Reproduce each line of the listing below without a single change, from its first line to its last.

Stored records
□ □ □ □

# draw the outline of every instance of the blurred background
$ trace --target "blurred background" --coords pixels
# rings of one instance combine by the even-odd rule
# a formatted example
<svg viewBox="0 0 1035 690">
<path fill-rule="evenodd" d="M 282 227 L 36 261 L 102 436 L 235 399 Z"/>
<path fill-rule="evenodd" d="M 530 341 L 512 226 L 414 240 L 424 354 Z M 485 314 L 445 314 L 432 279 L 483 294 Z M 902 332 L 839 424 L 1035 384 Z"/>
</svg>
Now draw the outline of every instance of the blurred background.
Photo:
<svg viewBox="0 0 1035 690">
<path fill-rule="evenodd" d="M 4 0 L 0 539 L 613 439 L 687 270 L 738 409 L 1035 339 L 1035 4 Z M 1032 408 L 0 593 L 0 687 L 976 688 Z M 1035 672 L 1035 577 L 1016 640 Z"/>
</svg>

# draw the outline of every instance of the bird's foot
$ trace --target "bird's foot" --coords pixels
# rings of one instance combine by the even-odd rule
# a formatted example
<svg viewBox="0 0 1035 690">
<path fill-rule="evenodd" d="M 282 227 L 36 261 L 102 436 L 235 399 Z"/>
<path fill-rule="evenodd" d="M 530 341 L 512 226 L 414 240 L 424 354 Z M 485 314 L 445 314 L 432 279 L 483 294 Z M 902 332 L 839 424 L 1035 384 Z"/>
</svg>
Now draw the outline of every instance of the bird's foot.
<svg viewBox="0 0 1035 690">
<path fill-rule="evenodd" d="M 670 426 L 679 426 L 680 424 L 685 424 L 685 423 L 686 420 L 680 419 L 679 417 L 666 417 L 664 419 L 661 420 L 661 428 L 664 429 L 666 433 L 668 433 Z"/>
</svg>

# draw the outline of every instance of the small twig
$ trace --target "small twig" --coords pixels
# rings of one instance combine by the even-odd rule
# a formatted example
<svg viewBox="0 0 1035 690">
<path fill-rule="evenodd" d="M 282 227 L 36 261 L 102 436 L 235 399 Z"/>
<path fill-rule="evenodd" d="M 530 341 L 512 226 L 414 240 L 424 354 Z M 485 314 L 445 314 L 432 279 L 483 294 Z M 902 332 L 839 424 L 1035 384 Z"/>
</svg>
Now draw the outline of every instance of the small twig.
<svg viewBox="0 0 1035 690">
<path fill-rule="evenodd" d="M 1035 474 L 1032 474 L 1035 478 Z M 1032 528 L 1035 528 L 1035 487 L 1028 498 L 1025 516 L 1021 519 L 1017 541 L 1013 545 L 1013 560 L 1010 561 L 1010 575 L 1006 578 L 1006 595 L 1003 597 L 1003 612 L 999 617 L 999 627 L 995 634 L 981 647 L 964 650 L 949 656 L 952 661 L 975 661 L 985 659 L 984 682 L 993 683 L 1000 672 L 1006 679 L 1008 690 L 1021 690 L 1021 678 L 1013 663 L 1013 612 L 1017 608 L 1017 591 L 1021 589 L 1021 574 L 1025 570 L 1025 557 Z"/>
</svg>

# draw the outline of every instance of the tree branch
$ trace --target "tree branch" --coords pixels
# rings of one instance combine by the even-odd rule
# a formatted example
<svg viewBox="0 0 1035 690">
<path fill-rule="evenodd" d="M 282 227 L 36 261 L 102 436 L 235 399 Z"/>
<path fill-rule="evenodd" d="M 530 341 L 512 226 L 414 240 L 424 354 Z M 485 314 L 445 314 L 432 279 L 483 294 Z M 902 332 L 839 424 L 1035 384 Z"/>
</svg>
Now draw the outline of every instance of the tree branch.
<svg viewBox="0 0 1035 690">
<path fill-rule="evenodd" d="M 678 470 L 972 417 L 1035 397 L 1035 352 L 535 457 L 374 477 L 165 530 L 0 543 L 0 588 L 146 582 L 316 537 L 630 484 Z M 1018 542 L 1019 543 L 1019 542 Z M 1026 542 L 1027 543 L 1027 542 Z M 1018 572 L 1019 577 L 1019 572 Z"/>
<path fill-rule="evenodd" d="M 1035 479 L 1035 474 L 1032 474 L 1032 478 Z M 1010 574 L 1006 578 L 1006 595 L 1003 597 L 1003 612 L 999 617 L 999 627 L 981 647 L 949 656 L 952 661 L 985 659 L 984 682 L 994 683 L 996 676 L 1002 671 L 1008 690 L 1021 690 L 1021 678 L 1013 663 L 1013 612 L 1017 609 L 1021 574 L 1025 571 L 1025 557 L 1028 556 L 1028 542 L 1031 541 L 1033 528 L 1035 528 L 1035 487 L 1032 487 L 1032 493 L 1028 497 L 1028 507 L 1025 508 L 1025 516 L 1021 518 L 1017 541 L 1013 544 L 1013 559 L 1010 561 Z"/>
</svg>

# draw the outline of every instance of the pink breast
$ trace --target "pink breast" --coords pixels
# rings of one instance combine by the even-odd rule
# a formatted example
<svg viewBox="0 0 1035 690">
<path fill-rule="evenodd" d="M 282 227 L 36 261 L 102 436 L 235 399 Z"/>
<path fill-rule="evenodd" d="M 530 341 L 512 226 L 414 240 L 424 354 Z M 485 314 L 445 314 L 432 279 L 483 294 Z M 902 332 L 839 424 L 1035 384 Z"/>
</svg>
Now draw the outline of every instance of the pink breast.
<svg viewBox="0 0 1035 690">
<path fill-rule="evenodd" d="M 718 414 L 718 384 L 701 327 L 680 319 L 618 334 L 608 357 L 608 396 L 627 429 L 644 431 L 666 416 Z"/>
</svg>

□ □ □ □

▶ Completed exercise
# draw the outline of every instance of the blurred background
$ trace --target "blurred background" --coords pixels
# rings of one instance combine by the even-odd rule
# a formatted example
<svg viewBox="0 0 1035 690">
<path fill-rule="evenodd" d="M 282 227 L 36 261 L 102 436 L 235 399 Z"/>
<path fill-rule="evenodd" d="M 530 341 L 512 226 L 414 240 L 424 354 Z M 485 314 L 445 314 L 432 279 L 483 294 Z M 902 332 L 839 424 L 1035 384 Z"/>
</svg>
Now draw the outline of every instance of the blurred background.
Photo:
<svg viewBox="0 0 1035 690">
<path fill-rule="evenodd" d="M 4 0 L 0 539 L 613 439 L 687 270 L 738 409 L 1035 339 L 1035 4 Z M 1032 408 L 0 593 L 0 687 L 976 688 Z M 1035 672 L 1035 577 L 1016 640 Z"/>
</svg>

# draw the outline of every instance of the bird's foot
$ trace --target "bird's foot" --coords pixels
# rings of one instance combine by the even-odd rule
# a formatted example
<svg viewBox="0 0 1035 690">
<path fill-rule="evenodd" d="M 282 227 L 36 261 L 102 436 L 235 399 Z"/>
<path fill-rule="evenodd" d="M 530 341 L 512 226 L 414 240 L 424 354 Z M 485 314 L 445 314 L 432 279 L 483 294 Z M 902 332 L 839 424 L 1035 384 Z"/>
</svg>
Now draw the outline of every instance of the bird's foot.
<svg viewBox="0 0 1035 690">
<path fill-rule="evenodd" d="M 670 426 L 679 426 L 680 424 L 685 424 L 685 423 L 686 420 L 680 419 L 679 417 L 666 417 L 664 419 L 661 420 L 661 428 L 664 429 L 666 433 L 668 433 Z"/>
</svg>

# draw the outline of every instance of the small twig
$ trace --target "small twig" --coords pixels
# rings of one instance combine by the even-odd rule
# a formatted example
<svg viewBox="0 0 1035 690">
<path fill-rule="evenodd" d="M 282 227 L 36 261 L 102 436 L 235 399 Z"/>
<path fill-rule="evenodd" d="M 530 341 L 512 226 L 414 240 L 424 354 Z M 485 314 L 445 314 L 432 279 L 483 294 Z M 902 332 L 839 424 L 1035 384 Z"/>
</svg>
Now draw the outline of every instance of the small twig.
<svg viewBox="0 0 1035 690">
<path fill-rule="evenodd" d="M 1035 474 L 1032 474 L 1035 478 Z M 1032 528 L 1035 528 L 1035 487 L 1028 498 L 1025 516 L 1021 519 L 1017 541 L 1013 545 L 1013 560 L 1010 561 L 1010 575 L 1006 578 L 1006 595 L 1003 597 L 1003 612 L 999 617 L 999 627 L 995 634 L 981 647 L 964 650 L 949 656 L 952 661 L 975 661 L 985 659 L 984 682 L 993 683 L 1000 672 L 1006 679 L 1008 690 L 1021 690 L 1021 678 L 1013 663 L 1013 612 L 1017 608 L 1017 591 L 1021 589 L 1021 574 L 1025 570 L 1025 557 Z"/>
</svg>

# draw the outline of every instance of the tree branch
$ trace --target "tree branch" --coords pixels
# rings of one instance combine by the even-odd rule
# a formatted example
<svg viewBox="0 0 1035 690">
<path fill-rule="evenodd" d="M 282 227 L 36 261 L 102 436 L 235 399 Z"/>
<path fill-rule="evenodd" d="M 530 341 L 512 226 L 414 240 L 424 354 Z M 485 314 L 445 314 L 432 279 L 483 294 Z M 902 332 L 839 424 L 1035 384 Z"/>
</svg>
Now draw the outline of every instance of the tree branch.
<svg viewBox="0 0 1035 690">
<path fill-rule="evenodd" d="M 678 470 L 972 417 L 1035 397 L 1035 352 L 535 457 L 374 477 L 165 530 L 0 543 L 0 588 L 146 582 L 316 537 L 630 484 Z M 1018 542 L 1019 543 L 1019 542 Z M 1026 542 L 1027 543 L 1027 542 Z M 1018 572 L 1019 577 L 1019 572 Z"/>
<path fill-rule="evenodd" d="M 1035 479 L 1035 474 L 1032 474 L 1032 478 Z M 1010 574 L 1006 578 L 1006 595 L 1003 597 L 1003 612 L 999 617 L 999 627 L 981 647 L 949 656 L 952 661 L 985 659 L 984 682 L 994 683 L 996 676 L 1002 671 L 1008 690 L 1021 690 L 1021 678 L 1013 663 L 1013 612 L 1017 609 L 1021 574 L 1025 571 L 1025 557 L 1028 556 L 1028 542 L 1031 541 L 1033 528 L 1035 528 L 1035 487 L 1032 487 L 1032 493 L 1028 497 L 1028 507 L 1025 508 L 1025 516 L 1021 518 L 1017 541 L 1013 544 L 1013 559 L 1010 561 Z"/>
</svg>

# draw the outline of every instance of the pink breast
$ trace --target "pink breast" --coords pixels
# rings of one instance combine by the even-odd rule
# a formatted example
<svg viewBox="0 0 1035 690">
<path fill-rule="evenodd" d="M 282 227 L 36 261 L 102 436 L 235 399 Z"/>
<path fill-rule="evenodd" d="M 530 341 L 512 226 L 414 240 L 424 354 Z M 485 314 L 445 314 L 432 279 L 483 294 Z M 902 332 L 839 424 L 1035 384 Z"/>
</svg>
Now draw the outline of every instance of the pink breast.
<svg viewBox="0 0 1035 690">
<path fill-rule="evenodd" d="M 718 414 L 718 384 L 701 327 L 680 319 L 618 334 L 608 357 L 608 396 L 627 429 L 644 431 L 666 416 Z"/>
</svg>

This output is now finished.